- _BLOCO DE TEXTO_:

----

A gestora de recursos Kinea, ligada ao Itaú, publicou, nesta semana, sua carta mensal destinada aos cotistas de seus fundos e investidores em geral referente a Janeiro.
Nela, a gestora traça um paralelo entre o livro Fahrenheit 451, de Ray Bradbury, com a falta de disciplina fiscal que os governos recentes têm demonstrado mundo afora.
“Assim como a sociedade de Fahrenheit 451 destrói as bases de sua cultura, ao longo das últimas décadas governos ao redor do planeta vêm “queimando” as bases do equilíbrio das contas públicas – com falta de disciplina fiscal que pode aumentar os riscos para o controle inflacionário de longo prazo”, pontua.
“No livro, o caos social explode porque a destruição do conhecimento acumulado leva à fragilidade da sociedade. No contexto econômico atual, o aumento das taxas longas reflete, em certa medida, a resposta dos mercados em relação à quebra do alicerce de sustentabilidade fiscal”.
A gestora argumenta que, assim como no livro, onde a identificação do problema não acontece no curto prazo, “a degradação das bases fiscais também pode ser inicialmente ignorada até que as consequências se tornem inegáveis – com trajetórias de dívidas que passam a se mostrar divergentes ao longo do tempo” e, assim como na história os bombeiros, que deveriam proteger as pessoas, atuam, de forma paradoxal, prejudicando-as, na vida real, os governos, que deveriam ter responsabilidade fiscal, “agravaram o quadro pela adoção de políticas frouxas, em momentos de expansão econômica”.
Com relação aos Estados Unidos, o histórico de utilização de uma política fiscal contracíclica, quando se reduz os gastos em momentos de aceleração do crescimento econômico e os aumenta em momentos de desaceleração, foi rompido em suas últimas duas gestões, com o primeiro mandato de Trump cortando impostos e o governo Biden aumentando gastos, ambos em contexto “de crescimento forte”.

----

- _MATERIAL FORNECIDO_:
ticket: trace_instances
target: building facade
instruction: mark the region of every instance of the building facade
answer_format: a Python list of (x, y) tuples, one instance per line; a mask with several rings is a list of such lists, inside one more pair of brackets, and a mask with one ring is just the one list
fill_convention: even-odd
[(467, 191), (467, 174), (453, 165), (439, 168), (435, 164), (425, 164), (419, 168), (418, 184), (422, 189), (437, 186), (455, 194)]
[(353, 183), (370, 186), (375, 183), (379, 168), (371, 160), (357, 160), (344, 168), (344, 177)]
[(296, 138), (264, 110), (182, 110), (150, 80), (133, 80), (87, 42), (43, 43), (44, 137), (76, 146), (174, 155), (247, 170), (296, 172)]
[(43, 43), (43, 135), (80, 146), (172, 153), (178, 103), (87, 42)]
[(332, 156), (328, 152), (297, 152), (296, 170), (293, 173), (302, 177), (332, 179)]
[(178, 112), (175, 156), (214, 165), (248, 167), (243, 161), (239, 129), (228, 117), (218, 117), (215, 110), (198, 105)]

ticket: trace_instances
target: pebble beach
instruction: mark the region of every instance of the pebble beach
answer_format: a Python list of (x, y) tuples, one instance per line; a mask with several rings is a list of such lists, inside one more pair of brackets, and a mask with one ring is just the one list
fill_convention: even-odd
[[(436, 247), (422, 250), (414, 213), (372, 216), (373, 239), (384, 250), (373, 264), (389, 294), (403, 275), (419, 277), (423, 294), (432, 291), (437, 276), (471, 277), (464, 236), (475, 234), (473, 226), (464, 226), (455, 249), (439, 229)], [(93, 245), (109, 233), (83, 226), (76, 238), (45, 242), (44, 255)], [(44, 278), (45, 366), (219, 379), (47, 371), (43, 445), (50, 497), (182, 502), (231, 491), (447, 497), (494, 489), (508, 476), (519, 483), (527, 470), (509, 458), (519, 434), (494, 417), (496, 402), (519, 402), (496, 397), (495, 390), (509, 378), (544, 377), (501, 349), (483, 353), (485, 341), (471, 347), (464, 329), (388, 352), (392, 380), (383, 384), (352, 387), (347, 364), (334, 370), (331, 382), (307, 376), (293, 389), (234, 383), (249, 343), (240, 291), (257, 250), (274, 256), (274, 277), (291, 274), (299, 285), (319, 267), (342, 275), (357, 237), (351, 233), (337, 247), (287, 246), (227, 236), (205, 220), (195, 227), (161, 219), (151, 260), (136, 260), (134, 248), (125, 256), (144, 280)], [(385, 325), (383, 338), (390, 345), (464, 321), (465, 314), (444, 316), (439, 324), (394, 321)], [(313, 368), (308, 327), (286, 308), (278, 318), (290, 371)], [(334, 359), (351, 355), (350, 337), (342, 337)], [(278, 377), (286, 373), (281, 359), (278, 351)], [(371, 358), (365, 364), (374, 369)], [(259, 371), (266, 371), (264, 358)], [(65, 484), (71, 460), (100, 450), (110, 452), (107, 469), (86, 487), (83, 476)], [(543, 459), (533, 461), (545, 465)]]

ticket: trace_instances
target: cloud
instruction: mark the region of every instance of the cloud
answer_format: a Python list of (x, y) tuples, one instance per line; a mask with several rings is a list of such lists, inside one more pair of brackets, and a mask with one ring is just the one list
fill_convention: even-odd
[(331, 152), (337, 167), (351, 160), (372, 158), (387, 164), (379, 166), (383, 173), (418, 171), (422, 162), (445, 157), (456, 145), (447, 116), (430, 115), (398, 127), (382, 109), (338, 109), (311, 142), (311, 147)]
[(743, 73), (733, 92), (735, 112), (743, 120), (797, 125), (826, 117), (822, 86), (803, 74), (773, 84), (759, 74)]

----

- _SOLICITAÇÃO_:
Liste todas as pessoas mencionadas pelo nome no texto sobre a carta mensal da Kinea.

- _RESPOSTA_:
Ray Bradbury, Trump e Biden.